WHAT NEEDS TO BE DONE
Copy only what runs from the line containing "Target = white airplane" through the end of the material below, line for line, with both ends included.

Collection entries
============

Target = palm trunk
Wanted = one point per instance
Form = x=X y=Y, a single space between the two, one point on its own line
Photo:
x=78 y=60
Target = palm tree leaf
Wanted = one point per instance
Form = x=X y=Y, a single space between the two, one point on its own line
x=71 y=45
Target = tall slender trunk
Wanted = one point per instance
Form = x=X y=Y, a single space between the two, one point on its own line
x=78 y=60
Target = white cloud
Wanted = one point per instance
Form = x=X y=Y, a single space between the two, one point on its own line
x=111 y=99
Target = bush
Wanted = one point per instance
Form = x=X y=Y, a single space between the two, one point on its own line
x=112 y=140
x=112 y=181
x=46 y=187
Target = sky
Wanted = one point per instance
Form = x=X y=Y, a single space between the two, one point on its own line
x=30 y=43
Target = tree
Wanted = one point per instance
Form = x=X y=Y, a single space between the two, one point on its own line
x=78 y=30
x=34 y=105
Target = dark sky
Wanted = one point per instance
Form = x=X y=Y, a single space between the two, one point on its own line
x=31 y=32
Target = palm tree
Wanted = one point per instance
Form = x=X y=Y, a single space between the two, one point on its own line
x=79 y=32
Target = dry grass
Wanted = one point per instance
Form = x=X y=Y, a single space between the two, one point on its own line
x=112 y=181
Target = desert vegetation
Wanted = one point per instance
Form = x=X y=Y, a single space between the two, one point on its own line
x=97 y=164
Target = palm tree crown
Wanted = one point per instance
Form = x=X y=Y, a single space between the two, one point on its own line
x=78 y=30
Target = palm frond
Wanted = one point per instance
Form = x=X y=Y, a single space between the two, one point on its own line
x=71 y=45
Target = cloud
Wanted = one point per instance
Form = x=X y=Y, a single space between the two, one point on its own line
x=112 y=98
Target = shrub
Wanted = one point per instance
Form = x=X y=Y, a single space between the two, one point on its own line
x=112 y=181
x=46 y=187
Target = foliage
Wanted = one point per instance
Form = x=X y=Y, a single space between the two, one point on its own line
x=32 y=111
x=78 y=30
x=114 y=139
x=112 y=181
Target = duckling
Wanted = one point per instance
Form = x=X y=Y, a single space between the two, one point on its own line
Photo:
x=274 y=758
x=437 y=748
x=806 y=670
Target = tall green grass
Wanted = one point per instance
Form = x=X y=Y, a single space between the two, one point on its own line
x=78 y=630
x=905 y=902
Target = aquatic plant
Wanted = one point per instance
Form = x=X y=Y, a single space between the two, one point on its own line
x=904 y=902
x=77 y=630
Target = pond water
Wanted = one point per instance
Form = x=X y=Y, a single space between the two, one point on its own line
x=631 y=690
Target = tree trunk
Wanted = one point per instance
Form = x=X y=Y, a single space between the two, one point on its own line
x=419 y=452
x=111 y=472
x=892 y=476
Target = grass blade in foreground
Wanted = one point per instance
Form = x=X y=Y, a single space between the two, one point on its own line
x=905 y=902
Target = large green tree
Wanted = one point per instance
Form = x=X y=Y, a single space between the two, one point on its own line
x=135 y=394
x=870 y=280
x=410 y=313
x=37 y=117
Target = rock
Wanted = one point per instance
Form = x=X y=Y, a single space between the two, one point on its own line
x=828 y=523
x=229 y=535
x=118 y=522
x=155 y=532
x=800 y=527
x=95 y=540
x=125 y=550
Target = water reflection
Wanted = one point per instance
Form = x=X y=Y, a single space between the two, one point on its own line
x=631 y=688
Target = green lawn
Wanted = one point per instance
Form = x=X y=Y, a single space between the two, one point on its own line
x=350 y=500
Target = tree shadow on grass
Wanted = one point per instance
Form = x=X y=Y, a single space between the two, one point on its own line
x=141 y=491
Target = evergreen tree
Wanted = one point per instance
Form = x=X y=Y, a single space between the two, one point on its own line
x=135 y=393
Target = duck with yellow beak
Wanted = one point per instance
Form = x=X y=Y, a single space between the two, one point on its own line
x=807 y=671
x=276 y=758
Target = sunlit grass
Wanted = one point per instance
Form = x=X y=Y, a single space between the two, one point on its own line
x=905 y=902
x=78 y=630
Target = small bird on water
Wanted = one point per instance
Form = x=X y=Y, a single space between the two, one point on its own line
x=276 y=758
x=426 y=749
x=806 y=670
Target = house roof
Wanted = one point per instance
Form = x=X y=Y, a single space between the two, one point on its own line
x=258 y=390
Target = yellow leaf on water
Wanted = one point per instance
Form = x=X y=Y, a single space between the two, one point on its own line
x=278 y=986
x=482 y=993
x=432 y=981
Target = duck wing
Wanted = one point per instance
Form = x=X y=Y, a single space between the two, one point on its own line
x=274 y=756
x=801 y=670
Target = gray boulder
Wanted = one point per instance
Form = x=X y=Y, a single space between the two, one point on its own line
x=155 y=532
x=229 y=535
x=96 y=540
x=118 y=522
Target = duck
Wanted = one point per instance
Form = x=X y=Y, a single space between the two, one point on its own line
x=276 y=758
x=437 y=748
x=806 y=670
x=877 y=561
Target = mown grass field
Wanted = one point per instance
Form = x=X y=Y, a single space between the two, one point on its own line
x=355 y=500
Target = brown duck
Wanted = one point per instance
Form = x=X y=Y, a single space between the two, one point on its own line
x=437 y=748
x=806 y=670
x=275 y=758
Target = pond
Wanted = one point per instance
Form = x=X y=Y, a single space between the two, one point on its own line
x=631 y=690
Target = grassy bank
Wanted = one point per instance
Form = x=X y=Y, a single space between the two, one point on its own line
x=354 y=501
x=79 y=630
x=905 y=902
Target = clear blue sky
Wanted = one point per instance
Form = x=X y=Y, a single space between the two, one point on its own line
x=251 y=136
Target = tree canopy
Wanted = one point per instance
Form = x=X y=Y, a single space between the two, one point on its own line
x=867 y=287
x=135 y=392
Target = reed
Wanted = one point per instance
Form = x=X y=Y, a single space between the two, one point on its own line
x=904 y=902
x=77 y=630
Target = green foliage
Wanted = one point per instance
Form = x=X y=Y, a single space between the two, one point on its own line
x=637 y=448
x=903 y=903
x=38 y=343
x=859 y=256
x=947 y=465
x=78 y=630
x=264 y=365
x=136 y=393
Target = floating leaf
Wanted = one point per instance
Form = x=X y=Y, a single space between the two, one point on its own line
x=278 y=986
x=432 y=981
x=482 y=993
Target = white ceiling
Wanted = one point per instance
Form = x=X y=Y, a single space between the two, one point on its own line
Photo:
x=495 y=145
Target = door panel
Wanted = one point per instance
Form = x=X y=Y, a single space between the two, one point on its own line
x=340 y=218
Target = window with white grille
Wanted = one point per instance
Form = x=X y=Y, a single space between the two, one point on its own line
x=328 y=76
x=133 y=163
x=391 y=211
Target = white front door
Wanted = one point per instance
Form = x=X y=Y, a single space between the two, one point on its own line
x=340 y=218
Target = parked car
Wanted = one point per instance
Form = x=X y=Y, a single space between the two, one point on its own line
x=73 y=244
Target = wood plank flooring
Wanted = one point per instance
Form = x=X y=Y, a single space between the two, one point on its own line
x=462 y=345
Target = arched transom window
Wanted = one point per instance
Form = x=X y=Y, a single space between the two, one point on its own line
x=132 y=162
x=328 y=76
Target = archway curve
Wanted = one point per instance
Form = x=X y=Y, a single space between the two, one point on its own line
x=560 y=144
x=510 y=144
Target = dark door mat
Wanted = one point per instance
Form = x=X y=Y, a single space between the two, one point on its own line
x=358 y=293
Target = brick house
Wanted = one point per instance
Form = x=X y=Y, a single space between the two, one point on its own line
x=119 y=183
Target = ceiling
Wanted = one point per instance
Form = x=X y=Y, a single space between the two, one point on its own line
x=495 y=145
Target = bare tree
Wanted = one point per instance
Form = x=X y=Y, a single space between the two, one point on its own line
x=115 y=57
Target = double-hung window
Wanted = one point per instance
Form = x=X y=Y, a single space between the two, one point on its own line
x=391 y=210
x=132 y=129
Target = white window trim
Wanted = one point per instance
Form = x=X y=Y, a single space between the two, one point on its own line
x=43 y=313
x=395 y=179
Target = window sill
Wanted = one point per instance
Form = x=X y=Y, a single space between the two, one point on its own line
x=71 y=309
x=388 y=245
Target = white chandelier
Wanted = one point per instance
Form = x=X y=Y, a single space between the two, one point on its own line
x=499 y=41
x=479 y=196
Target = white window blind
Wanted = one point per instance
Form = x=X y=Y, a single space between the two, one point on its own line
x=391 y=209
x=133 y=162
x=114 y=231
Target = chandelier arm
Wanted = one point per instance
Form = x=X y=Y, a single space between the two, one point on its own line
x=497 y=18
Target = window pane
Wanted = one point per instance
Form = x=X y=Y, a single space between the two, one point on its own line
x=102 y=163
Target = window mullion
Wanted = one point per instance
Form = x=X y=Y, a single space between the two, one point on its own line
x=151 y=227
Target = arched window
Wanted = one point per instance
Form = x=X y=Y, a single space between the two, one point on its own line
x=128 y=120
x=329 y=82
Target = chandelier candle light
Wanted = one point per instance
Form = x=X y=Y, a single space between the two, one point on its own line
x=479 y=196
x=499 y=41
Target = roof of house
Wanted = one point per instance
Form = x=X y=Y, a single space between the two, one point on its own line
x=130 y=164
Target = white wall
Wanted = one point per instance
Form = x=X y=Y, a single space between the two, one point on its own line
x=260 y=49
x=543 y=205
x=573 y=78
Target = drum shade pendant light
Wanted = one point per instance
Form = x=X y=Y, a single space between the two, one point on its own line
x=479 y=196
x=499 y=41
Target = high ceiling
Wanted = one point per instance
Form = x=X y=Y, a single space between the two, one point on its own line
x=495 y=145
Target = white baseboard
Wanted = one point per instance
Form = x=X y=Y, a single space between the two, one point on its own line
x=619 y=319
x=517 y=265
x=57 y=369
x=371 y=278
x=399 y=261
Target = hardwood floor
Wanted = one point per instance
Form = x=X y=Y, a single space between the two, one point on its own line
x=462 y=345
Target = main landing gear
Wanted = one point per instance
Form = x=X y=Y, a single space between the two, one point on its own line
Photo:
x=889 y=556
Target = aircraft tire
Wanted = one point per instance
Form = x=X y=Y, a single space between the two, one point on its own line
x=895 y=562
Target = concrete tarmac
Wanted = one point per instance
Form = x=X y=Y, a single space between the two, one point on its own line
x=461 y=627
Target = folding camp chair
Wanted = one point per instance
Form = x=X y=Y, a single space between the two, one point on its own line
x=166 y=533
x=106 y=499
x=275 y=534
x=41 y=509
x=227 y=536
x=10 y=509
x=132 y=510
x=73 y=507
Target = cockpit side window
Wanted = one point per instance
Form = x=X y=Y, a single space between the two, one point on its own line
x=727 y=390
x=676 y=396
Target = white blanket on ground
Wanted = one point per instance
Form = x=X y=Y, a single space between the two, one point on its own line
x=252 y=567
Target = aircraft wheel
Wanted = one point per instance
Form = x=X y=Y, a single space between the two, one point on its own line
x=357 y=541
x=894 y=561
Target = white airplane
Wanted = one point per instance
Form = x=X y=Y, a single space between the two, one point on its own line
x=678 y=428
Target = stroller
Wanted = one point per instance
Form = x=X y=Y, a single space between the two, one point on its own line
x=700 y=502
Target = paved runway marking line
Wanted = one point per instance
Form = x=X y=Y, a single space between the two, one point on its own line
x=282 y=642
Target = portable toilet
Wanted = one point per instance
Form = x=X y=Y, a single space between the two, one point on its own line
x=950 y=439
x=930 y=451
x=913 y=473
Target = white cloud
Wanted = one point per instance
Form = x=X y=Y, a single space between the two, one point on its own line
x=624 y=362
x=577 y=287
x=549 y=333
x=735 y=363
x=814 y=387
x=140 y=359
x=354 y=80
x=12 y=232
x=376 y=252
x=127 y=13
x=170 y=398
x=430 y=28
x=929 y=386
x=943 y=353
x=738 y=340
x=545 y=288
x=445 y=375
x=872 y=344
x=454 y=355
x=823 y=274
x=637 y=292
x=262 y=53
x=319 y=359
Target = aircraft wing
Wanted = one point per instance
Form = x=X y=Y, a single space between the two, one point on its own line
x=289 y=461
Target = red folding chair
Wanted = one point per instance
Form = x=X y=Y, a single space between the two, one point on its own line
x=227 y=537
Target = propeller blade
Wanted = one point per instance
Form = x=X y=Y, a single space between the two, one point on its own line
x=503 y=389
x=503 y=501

============

TASK ANSWER
Target = white airplane
Wanted = one point per instance
Form = x=X y=Y, a single space between the two, one point on its own line
x=678 y=428
Target = stroller
Wanted = one point per instance
Form = x=X y=Y, a single space between the two, one point on its own line
x=700 y=502
Target = paved runway marking line
Wanted = one point per instance
Form = x=X y=Y, a single space between the two, one point on its own line
x=282 y=642
Target = portable toilet
Wanted = one point per instance
Form = x=X y=Y, a single space between the two, one point on its own line
x=950 y=439
x=930 y=451
x=913 y=473
Target = white cloud
Wanted = one point per instance
Form = x=X y=Y, a single space between the two, one point on its own line
x=624 y=362
x=577 y=287
x=549 y=333
x=735 y=363
x=814 y=387
x=140 y=359
x=354 y=80
x=12 y=232
x=376 y=252
x=127 y=13
x=170 y=398
x=430 y=28
x=929 y=386
x=943 y=353
x=738 y=340
x=545 y=288
x=445 y=375
x=872 y=344
x=454 y=355
x=823 y=274
x=637 y=292
x=262 y=53
x=319 y=359
Target = aircraft wing
Wanted = one point per instance
Form = x=X y=Y, a single space between the two, one point on its own line
x=289 y=461
Target = red folding chair
Wanted = one point per instance
Form = x=X y=Y, a single space between the two, one point on its own line
x=227 y=537
Target = propeller blade
Wanted = one point per instance
Form = x=X y=Y, a single space between the two, one point on its own line
x=503 y=389
x=503 y=501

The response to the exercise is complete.